▸ **REQUEST 1**
In the forum post about duplicated records, in what year did McCallum Webster die?
▸ **REQUEST 2**
List every year that appears in the forum post about duplicated records.
▸ **REQUEST 3**
Continue the forum post about duplicated records from its last sentence.

[Start TEXT SEGMENT]

Page 1 of 1

BSBI TPP dataset - duplicated records

Posted: Sat Mar 31, 2018 10:21 am
by AndyAmphlett
Tom,

VCRs are encouraged not to waste time on looking for duplicate records, while trying not to create duplicates if possible. But there are a few datasets from BSBI (not from individual VCRs) that seem to be exacerbating the problem. A fairly recently added dataset is one that appears to have been created specifically for the Threatened Plant Project (TPP).

https://database.bsbi.org/search.php#re ... 9942ef695f

As far as I can see (have only looked at a few examples, mostly in vcs 94 & 96) the records in this dataset are all duplicates, but sometimes with date range errors cf the original record. For example McCallum Webster records in vc96 with a correct date range in the source record, have in the TPP version the end date as 2008, when she died in 1985. Would it be safe to mark the whole dataset as duplicate? That would have to be done centrally, or is it for VCRs to investigate their own vcs?

[End TEXT SEGMENT]
[Start ENTRIES SHOWN]

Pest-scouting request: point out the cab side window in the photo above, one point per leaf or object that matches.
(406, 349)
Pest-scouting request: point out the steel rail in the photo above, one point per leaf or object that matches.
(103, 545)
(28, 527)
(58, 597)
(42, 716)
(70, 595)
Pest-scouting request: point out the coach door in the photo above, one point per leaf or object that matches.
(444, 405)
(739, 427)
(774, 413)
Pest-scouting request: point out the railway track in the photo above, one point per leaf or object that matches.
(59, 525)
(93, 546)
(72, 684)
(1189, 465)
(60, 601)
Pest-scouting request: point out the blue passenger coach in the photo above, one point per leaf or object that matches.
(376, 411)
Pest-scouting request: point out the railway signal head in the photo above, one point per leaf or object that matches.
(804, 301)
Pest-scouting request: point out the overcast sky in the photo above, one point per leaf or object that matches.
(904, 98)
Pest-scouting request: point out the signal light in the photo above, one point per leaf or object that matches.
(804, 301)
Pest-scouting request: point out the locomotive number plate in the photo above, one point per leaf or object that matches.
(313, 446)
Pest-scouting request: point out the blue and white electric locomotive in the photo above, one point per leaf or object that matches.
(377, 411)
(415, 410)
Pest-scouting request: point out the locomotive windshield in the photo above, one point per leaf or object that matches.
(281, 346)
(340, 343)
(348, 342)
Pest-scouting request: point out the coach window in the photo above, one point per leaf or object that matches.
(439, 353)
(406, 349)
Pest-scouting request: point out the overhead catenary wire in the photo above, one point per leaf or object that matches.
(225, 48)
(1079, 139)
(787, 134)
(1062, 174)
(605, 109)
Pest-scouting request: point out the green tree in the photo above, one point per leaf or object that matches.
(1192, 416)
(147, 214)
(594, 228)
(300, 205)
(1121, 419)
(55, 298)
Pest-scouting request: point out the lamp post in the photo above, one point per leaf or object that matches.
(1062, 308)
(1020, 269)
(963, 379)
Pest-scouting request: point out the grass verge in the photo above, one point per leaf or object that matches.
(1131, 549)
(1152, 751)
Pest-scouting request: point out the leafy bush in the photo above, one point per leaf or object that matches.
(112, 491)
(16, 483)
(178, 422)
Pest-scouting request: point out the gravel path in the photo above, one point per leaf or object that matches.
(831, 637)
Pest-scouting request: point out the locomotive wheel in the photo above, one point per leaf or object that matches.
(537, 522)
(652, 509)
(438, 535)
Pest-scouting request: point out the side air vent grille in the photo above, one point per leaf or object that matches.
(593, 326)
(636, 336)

[End ENTRIES SHOWN]

▸ **EXPECTED OUTPUT 1**
1985

▸ **EXPECTED OUTPUT 2**
2018, 2008, 1985

▸ **EXPECTED OUTPUT 3**
Thanks,

Andy.

Re: BSBI TPP dataset - duplicated records

Posted: Sat Mar 31, 2018 11:17 am
by admin
Hi Andy,

This dataset is a known problem. At David Pearman's instigation I obtained the underlying data from BRC and have made extensive corrections to dates.

There will still be duplicates after the reload, but please wait until then before taking any action, because the refreshed data will definitely be better than the current situation. I hope to reload the set soon - hopefully next week.